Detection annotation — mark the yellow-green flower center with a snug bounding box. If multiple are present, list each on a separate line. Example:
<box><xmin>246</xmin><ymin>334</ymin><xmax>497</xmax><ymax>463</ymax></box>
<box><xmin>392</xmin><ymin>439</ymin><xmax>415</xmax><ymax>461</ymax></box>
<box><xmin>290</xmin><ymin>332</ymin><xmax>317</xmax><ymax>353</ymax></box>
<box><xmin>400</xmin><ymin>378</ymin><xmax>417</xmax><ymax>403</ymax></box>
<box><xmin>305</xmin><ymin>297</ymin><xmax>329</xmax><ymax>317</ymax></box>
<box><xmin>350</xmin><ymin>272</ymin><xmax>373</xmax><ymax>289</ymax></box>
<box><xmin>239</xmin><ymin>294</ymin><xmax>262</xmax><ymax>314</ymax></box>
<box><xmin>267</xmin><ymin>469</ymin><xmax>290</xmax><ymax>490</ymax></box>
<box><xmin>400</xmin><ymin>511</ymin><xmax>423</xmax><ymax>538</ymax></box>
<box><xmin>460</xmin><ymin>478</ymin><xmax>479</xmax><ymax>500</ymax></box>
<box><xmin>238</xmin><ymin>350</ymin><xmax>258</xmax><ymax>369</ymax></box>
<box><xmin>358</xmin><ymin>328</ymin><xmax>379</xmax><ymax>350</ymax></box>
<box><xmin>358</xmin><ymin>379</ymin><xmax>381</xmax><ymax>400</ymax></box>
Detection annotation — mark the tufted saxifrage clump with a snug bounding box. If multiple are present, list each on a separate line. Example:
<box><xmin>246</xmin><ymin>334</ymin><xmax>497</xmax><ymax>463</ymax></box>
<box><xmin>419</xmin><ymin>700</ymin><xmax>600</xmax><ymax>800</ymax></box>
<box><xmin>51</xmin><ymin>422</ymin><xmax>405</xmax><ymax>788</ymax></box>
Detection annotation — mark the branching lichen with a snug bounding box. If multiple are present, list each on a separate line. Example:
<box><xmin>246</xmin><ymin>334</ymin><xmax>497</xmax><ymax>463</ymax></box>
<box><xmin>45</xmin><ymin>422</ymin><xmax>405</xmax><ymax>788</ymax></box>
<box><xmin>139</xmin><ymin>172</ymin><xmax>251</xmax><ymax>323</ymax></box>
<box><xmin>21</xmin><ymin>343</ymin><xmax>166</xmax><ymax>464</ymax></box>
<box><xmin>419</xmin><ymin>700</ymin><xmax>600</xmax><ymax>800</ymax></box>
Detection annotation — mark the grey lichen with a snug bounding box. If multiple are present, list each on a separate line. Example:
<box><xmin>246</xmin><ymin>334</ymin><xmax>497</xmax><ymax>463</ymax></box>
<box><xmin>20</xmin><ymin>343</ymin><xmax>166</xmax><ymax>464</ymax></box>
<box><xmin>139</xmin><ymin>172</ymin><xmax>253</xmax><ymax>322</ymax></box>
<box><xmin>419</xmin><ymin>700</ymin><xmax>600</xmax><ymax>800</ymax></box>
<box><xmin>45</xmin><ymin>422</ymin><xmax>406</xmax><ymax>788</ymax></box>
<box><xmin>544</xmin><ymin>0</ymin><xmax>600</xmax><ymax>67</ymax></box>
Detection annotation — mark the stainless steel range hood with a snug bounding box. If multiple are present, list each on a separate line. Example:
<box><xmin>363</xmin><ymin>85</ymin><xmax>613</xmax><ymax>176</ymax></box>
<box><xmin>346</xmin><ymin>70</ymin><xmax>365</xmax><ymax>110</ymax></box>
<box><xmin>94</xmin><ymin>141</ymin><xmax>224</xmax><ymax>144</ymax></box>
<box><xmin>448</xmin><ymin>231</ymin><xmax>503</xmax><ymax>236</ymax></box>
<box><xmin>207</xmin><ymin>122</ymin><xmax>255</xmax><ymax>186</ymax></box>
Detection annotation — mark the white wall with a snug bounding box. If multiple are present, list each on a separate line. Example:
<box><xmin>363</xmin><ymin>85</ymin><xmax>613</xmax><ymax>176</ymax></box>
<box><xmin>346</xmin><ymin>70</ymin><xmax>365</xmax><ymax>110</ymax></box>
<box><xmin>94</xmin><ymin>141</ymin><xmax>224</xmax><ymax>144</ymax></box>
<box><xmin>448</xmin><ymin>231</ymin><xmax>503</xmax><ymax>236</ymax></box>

====================

#### GIVEN TASK:
Extract each line of the rows above that contains the string "lichen". Case counts when matching.

#### THE RESPONSE:
Detection annotation — mark the branching lichen with a snug bounding box. If multiple are present, list each on a separate line. Example:
Detection annotation — mark the grey lichen with a snug bounding box. If multiple are present, list each on a separate line. Example:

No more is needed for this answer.